• [Task prompt]: Report how many lines below include "door", giving the figure alone.

• [Image-backed grounding data]:
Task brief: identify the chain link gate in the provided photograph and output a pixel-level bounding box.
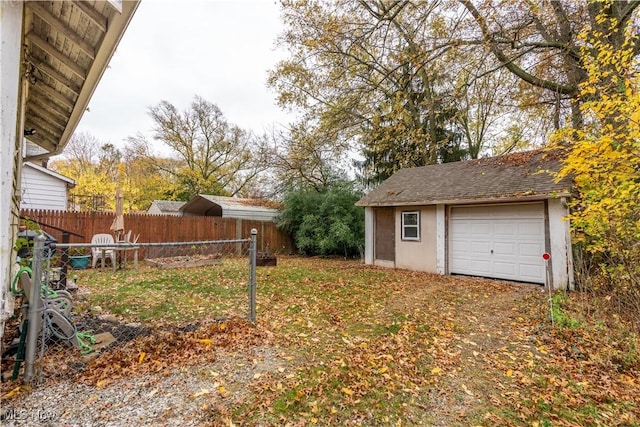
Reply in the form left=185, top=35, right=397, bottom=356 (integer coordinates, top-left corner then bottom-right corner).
left=3, top=230, right=257, bottom=385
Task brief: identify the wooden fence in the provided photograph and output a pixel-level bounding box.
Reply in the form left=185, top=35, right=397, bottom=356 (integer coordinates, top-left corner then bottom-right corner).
left=20, top=209, right=294, bottom=254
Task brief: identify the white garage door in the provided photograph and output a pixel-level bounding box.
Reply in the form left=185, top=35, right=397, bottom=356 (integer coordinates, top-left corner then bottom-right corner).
left=449, top=203, right=546, bottom=284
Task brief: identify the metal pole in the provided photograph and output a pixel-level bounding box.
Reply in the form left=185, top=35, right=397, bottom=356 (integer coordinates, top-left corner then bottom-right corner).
left=24, top=235, right=45, bottom=383
left=59, top=232, right=69, bottom=288
left=543, top=253, right=554, bottom=326
left=249, top=229, right=257, bottom=323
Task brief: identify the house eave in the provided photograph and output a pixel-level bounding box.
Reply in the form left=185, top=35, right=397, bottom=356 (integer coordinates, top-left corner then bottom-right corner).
left=22, top=1, right=140, bottom=162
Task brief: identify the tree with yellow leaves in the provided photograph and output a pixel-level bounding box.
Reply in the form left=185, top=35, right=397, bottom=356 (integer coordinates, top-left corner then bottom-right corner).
left=553, top=6, right=639, bottom=307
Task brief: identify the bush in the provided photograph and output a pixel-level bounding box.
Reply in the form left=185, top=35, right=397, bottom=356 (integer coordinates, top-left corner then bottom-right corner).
left=277, top=182, right=364, bottom=257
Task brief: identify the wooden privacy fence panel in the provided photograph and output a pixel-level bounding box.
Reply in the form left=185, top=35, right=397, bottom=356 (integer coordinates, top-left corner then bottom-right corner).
left=20, top=209, right=293, bottom=254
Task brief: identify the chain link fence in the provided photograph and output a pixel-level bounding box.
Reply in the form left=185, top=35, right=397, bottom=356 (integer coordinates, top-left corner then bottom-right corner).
left=2, top=231, right=257, bottom=385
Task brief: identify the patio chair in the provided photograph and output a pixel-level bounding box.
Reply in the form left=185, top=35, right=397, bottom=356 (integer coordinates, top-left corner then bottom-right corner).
left=91, top=233, right=116, bottom=268
left=117, top=230, right=132, bottom=243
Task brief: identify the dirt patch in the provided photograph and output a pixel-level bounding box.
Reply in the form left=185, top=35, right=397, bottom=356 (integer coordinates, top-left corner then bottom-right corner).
left=75, top=315, right=152, bottom=345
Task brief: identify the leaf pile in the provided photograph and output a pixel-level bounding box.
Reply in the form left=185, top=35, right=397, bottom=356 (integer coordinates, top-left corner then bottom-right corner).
left=77, top=317, right=268, bottom=387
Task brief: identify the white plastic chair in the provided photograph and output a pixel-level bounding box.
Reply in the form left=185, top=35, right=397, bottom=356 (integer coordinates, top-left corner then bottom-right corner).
left=91, top=233, right=116, bottom=268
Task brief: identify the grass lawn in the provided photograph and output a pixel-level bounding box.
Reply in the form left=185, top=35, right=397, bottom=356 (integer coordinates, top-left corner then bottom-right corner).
left=4, top=256, right=639, bottom=425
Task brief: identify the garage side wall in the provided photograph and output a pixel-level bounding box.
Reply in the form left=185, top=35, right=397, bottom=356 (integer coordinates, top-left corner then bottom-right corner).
left=395, top=206, right=437, bottom=273
left=548, top=198, right=574, bottom=290
left=364, top=207, right=373, bottom=265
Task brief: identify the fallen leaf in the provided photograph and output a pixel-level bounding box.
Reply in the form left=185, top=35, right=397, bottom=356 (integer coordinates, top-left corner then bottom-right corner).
left=193, top=388, right=211, bottom=398
left=461, top=384, right=473, bottom=396
left=3, top=385, right=30, bottom=399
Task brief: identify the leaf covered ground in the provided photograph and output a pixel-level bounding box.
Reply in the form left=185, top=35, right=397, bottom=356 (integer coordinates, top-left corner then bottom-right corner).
left=2, top=257, right=639, bottom=426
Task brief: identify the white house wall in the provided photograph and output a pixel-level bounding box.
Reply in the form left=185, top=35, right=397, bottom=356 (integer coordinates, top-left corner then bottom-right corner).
left=0, top=0, right=24, bottom=333
left=548, top=198, right=574, bottom=290
left=20, top=166, right=68, bottom=210
left=364, top=207, right=373, bottom=265
left=394, top=206, right=438, bottom=273
left=436, top=205, right=445, bottom=274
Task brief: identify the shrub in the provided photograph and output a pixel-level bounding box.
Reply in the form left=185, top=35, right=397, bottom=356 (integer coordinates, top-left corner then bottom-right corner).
left=277, top=181, right=364, bottom=258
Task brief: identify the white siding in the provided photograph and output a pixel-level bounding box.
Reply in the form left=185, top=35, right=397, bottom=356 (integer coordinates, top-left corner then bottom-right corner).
left=548, top=198, right=574, bottom=290
left=20, top=166, right=69, bottom=210
left=436, top=204, right=445, bottom=274
left=1, top=1, right=25, bottom=335
left=364, top=207, right=373, bottom=264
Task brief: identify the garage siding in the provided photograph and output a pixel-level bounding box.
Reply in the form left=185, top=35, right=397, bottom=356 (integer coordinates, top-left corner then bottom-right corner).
left=449, top=203, right=546, bottom=284
left=395, top=206, right=437, bottom=273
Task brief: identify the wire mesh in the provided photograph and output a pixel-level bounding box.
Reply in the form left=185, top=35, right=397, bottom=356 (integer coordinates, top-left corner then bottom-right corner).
left=2, top=235, right=256, bottom=385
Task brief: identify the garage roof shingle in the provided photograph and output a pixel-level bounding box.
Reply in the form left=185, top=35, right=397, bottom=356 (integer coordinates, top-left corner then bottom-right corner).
left=356, top=150, right=572, bottom=207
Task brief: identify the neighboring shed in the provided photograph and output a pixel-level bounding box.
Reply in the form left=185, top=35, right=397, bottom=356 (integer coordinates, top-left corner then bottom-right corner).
left=147, top=200, right=186, bottom=216
left=181, top=195, right=280, bottom=222
left=356, top=150, right=574, bottom=290
left=20, top=162, right=75, bottom=211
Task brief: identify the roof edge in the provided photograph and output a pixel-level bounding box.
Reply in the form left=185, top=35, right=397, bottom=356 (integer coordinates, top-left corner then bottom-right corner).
left=24, top=161, right=75, bottom=186
left=356, top=192, right=571, bottom=207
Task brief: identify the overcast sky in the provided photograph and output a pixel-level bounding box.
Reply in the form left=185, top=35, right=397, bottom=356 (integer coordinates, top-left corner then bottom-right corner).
left=75, top=0, right=291, bottom=151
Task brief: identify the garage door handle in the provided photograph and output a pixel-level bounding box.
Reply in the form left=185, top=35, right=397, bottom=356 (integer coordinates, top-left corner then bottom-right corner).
left=490, top=250, right=494, bottom=254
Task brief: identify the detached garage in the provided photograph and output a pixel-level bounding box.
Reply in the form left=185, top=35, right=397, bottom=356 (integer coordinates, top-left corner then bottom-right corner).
left=356, top=150, right=574, bottom=290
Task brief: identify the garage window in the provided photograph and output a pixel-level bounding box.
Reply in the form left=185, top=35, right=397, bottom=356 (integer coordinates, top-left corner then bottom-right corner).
left=401, top=211, right=420, bottom=241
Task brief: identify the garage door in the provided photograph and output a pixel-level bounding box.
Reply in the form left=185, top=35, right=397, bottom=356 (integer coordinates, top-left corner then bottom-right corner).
left=449, top=203, right=545, bottom=284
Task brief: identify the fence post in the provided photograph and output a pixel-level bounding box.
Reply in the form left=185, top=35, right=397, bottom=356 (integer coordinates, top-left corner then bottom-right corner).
left=248, top=229, right=257, bottom=323
left=24, top=235, right=45, bottom=383
left=236, top=219, right=243, bottom=255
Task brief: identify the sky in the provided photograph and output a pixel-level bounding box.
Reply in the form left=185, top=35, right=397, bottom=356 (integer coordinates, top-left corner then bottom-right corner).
left=75, top=0, right=291, bottom=152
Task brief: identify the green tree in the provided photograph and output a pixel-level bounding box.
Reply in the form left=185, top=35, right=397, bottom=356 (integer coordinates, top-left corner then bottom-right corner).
left=277, top=181, right=364, bottom=257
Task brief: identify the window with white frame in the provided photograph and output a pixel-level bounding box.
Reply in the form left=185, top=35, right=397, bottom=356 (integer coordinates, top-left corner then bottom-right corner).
left=401, top=211, right=420, bottom=241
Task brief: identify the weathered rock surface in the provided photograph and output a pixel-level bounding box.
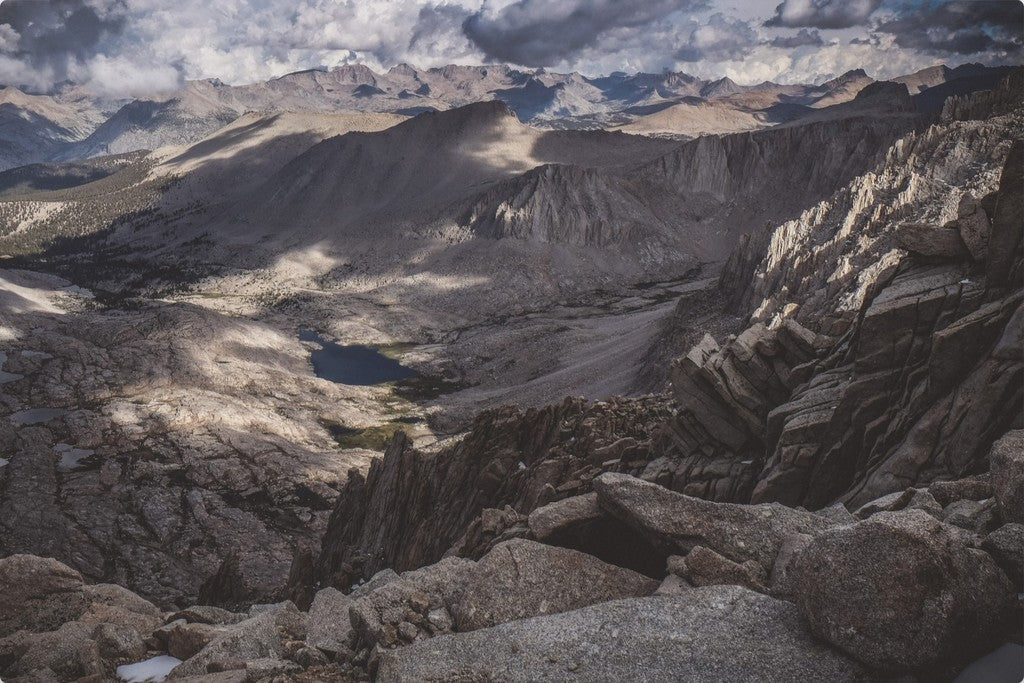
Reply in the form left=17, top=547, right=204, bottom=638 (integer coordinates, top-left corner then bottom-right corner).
left=982, top=523, right=1024, bottom=587
left=593, top=473, right=831, bottom=570
left=673, top=545, right=769, bottom=593
left=791, top=509, right=1015, bottom=671
left=450, top=538, right=658, bottom=631
left=0, top=554, right=89, bottom=638
left=377, top=586, right=867, bottom=682
left=989, top=430, right=1024, bottom=524
left=348, top=557, right=474, bottom=649
left=167, top=602, right=306, bottom=679
left=304, top=587, right=353, bottom=655
left=896, top=222, right=972, bottom=258
left=315, top=397, right=672, bottom=588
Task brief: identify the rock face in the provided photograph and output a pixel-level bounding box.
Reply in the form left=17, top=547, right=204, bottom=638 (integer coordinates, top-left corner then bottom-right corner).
left=791, top=509, right=1015, bottom=671
left=377, top=586, right=867, bottom=682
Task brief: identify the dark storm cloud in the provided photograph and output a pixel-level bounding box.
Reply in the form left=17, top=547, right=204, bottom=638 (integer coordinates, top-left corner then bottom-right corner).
left=770, top=28, right=824, bottom=49
left=873, top=1, right=1023, bottom=56
left=462, top=0, right=709, bottom=67
left=0, top=0, right=125, bottom=81
left=765, top=0, right=883, bottom=29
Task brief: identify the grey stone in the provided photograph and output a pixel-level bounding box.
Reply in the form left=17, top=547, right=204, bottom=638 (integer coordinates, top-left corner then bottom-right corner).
left=956, top=194, right=991, bottom=262
left=378, top=587, right=867, bottom=682
left=167, top=604, right=301, bottom=678
left=527, top=493, right=602, bottom=540
left=348, top=557, right=474, bottom=649
left=0, top=554, right=88, bottom=638
left=990, top=430, right=1024, bottom=524
left=349, top=568, right=400, bottom=600
left=928, top=474, right=993, bottom=507
left=896, top=222, right=971, bottom=259
left=166, top=622, right=229, bottom=660
left=593, top=473, right=831, bottom=570
left=981, top=522, right=1024, bottom=587
left=791, top=509, right=1015, bottom=671
left=306, top=587, right=353, bottom=654
left=167, top=606, right=246, bottom=625
left=450, top=538, right=658, bottom=631
left=678, top=545, right=768, bottom=593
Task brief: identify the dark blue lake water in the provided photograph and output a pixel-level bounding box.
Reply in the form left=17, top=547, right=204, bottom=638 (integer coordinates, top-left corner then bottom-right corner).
left=299, top=329, right=416, bottom=386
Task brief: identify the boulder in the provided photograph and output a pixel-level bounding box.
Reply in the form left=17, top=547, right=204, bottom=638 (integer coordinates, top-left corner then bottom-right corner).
left=377, top=586, right=867, bottom=682
left=593, top=473, right=831, bottom=570
left=527, top=493, right=602, bottom=540
left=942, top=498, right=999, bottom=533
left=674, top=546, right=768, bottom=593
left=956, top=193, right=991, bottom=261
left=852, top=487, right=942, bottom=520
left=0, top=554, right=88, bottom=638
left=166, top=606, right=246, bottom=626
left=791, top=509, right=1015, bottom=671
left=165, top=622, right=229, bottom=660
left=989, top=430, right=1024, bottom=524
left=981, top=523, right=1024, bottom=587
left=0, top=621, right=95, bottom=680
left=167, top=603, right=303, bottom=678
left=348, top=558, right=474, bottom=649
left=896, top=222, right=971, bottom=259
left=450, top=539, right=658, bottom=631
left=927, top=474, right=993, bottom=507
left=305, top=587, right=352, bottom=655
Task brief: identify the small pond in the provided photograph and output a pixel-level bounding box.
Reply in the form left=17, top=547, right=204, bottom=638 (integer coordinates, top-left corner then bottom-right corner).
left=299, top=329, right=416, bottom=386
left=55, top=443, right=97, bottom=471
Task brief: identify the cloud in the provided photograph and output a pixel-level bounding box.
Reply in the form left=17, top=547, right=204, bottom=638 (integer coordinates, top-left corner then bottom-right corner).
left=0, top=0, right=127, bottom=87
left=461, top=0, right=708, bottom=67
left=676, top=13, right=759, bottom=62
left=765, top=0, right=883, bottom=29
left=872, top=1, right=1023, bottom=57
left=769, top=28, right=824, bottom=49
left=0, top=0, right=1019, bottom=98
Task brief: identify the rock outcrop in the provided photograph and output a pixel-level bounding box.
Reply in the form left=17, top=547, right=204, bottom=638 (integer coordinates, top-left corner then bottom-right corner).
left=315, top=396, right=671, bottom=589
left=377, top=587, right=868, bottom=682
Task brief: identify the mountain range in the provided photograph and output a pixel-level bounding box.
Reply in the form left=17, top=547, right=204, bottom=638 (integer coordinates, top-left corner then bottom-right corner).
left=0, top=62, right=1012, bottom=172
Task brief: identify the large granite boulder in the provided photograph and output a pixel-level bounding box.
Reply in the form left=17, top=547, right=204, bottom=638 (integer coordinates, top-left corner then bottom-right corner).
left=791, top=509, right=1014, bottom=671
left=593, top=473, right=831, bottom=570
left=305, top=587, right=353, bottom=655
left=989, top=430, right=1024, bottom=524
left=377, top=586, right=867, bottom=682
left=0, top=554, right=88, bottom=638
left=450, top=538, right=658, bottom=631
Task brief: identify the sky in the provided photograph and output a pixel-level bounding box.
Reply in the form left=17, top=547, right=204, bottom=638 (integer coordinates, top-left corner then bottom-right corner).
left=0, top=0, right=1020, bottom=96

• [Completed exercise]: 3